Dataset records
────────────────────────────────────────
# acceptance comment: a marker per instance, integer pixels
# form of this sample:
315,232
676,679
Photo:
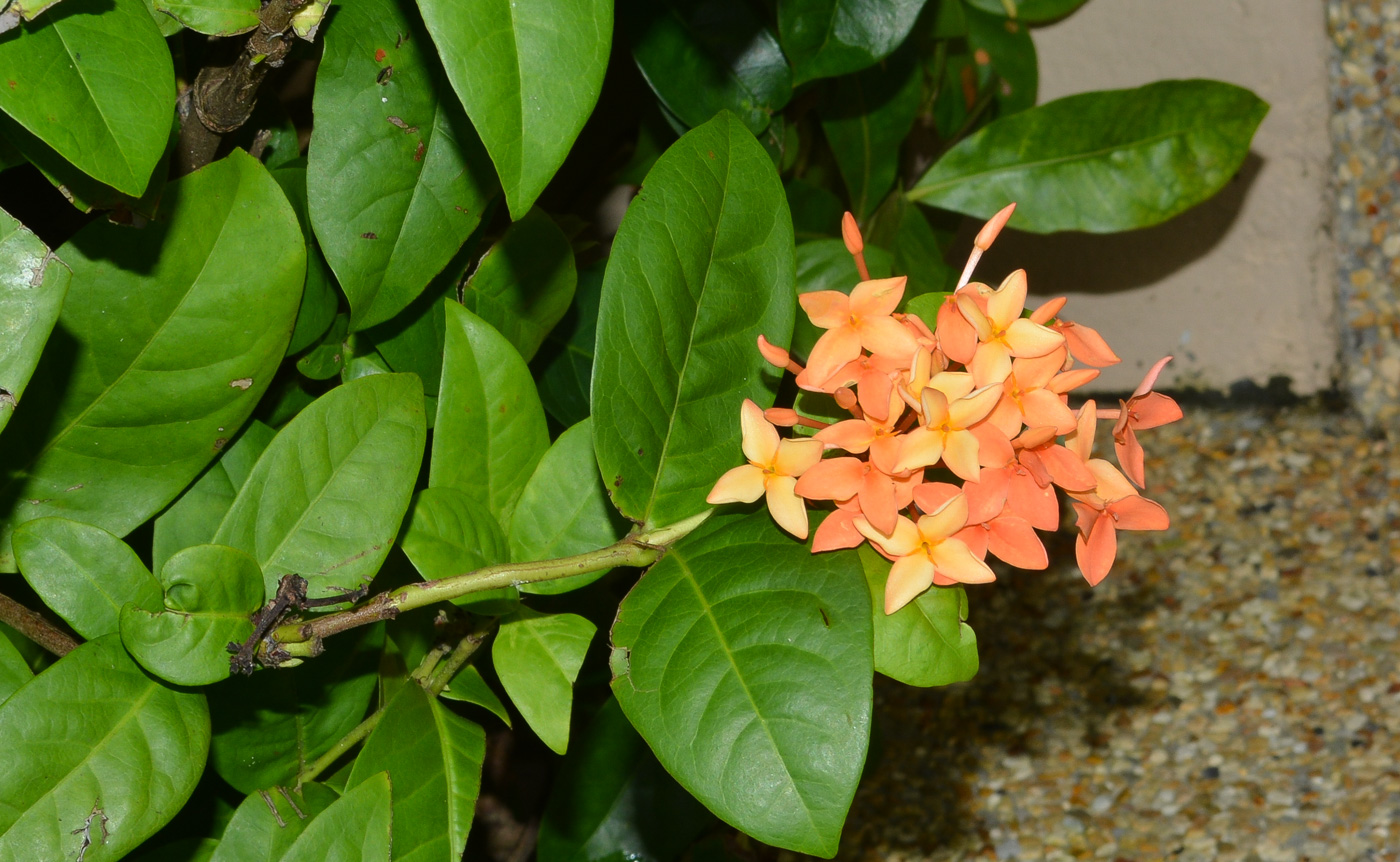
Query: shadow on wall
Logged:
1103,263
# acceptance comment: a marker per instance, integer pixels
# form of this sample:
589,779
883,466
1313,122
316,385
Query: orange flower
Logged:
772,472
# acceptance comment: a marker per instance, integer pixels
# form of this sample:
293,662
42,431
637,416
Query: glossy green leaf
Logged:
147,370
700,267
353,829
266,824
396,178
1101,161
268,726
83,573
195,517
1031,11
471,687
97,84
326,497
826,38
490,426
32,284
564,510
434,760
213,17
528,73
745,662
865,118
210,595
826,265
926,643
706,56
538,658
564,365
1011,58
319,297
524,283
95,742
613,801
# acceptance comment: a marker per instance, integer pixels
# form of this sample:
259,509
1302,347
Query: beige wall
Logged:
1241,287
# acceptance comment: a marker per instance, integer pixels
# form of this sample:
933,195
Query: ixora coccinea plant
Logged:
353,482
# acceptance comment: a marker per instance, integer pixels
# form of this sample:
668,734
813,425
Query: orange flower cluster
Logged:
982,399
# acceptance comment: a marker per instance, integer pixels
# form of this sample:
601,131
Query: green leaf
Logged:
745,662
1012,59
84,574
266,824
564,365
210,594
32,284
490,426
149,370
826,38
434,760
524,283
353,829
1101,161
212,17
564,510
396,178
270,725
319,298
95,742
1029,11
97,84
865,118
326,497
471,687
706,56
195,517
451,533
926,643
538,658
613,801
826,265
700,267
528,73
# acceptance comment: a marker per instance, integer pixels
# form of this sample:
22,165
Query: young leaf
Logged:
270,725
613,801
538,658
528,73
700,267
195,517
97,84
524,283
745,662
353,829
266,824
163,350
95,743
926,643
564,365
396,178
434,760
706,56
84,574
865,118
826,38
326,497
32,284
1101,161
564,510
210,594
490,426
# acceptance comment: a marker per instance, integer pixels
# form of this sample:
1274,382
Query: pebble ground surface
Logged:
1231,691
────────────────────────────────────────
Could you reproduce all of the material above word for word, omitting the picture?

# acceptance comment: a marker per instance, integer pixels
# form of this sample:
315,232
676,679
Photo:
Query: shadow on wall
Logged:
1103,263
# acceptance comment: a marker per instance, integer pixels
# form of this sample:
589,779
883,466
1313,122
316,385
Query: orange flower
Logged:
772,472
# acceptance comment: a marker per instance, integer pixels
# form of this sample:
293,662
42,431
637,416
Query: glossy green leaf
Logged:
147,370
700,267
353,829
266,824
396,178
1101,161
268,726
83,573
195,517
1031,11
471,687
97,84
326,497
826,38
490,426
32,284
564,510
434,760
213,17
528,73
745,662
865,118
210,595
826,265
926,643
706,56
538,658
564,365
1011,58
319,297
524,283
95,742
613,801
# acceptance comment: a marker per instance, integer pixels
# form of this sample:
259,509
1302,347
Query: beige wall
Logged:
1241,287
# acceptance comment: a marker per instance, integer pixels
# form of this sample:
933,195
Query: ixora coccinea plant
Logged:
353,482
# acceptance comment: a marker per instance, integer pixels
# form of this sample:
668,734
813,425
Query: orange flower cluster
Logged:
982,399
# acceptance comment: a marker per instance, integer pixels
# form of this sample:
601,131
Query: green leaf
Logged:
745,662
1012,59
84,574
266,824
564,365
210,594
32,284
490,426
149,370
826,38
434,760
524,283
353,829
1101,161
212,17
564,510
396,178
270,725
319,298
95,742
1029,11
97,84
865,118
326,497
471,687
706,56
195,517
451,533
926,643
538,658
613,801
826,265
700,267
528,73
# acceptance comment: a marker per instance, integer pixels
# form of this sample:
22,165
Query: young leaf
Logged:
270,725
613,801
538,658
528,73
700,267
195,517
97,84
524,283
745,662
353,829
266,824
163,350
95,743
926,643
564,365
396,178
434,760
706,56
84,574
865,118
826,38
326,497
32,284
1101,161
564,510
210,594
490,426
# acceptance comment: a marker per instance, integer pixels
# form of this sample:
1274,382
Query: pebble ground surface
Logged:
1231,691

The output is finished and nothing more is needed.